◆ Selected extract ◆
[start]
This starts a retrain; should we wait for training to complete?

> + }

If we put most of this into a pcie_fix_link_train() (separated from
detecting the *need* to fix something), could it be made to look
sort of like this? (I suppose you'd want to return bool and rename
it that reads naturally, e.g., "pcie_link_forcibly_retrained()",
"pcie_link_retrained()", etc)

+void pcie_fix_link_train(struct pci_dev *dev)
+{
+ u16 lnkctl2;
+ u32 lnkcap;
+ bool linkup;
+
+ pci_info(dev, "attempting link retrain at 2.5GT/s\n");
+ pcie_capability_read_word(dev, PCI_EXP_LNKCTL2, &lnkctl2);
+ lnkctl2 &= ~PCI_EXP_LNKCTL2_TLS;
+ lnkctl2 |= PCI_EXP_LNKCTL2_TLS_2_5GT;
+ pcie_capability_write_word(dev, PCI_EXP_LNKCTL2, lnkctl2);
+
+ linkup = pcie_retrain_link(dev, PCI_EXP_LNKSTA_DLLLA);
+ if (!linkup) {
+ pci_info(dev, "retraining failed\n");
+ return;
+ }
+
+ if (LNKCAP supports only 2.5GT/s)
[end]
◆ Record list ◆
[start]
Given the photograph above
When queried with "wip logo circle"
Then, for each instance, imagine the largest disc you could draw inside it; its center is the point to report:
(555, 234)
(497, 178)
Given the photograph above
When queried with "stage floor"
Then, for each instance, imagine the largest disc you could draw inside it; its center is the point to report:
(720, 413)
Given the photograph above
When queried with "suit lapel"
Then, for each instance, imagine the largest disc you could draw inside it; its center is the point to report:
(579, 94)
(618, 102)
[end]
[start]
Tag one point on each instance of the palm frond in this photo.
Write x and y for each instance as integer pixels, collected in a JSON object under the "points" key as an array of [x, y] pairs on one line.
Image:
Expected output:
[end]
◆ The problem ◆
Can you repeat the link retraining review text between "If we put most" and "pcie_fix_link_train(struct pci_dev *dev)", inclusive, with no changes?

◆ Exercise result ◆
If we put most of this into a pcie_fix_link_train() (separated from
detecting the *need* to fix something), could it be made to look
sort of like this? (I suppose you'd want to return bool and rename
it that reads naturally, e.g., "pcie_link_forcibly_retrained()",
"pcie_link_retrained()", etc)

+void pcie_fix_link_train(struct pci_dev *dev)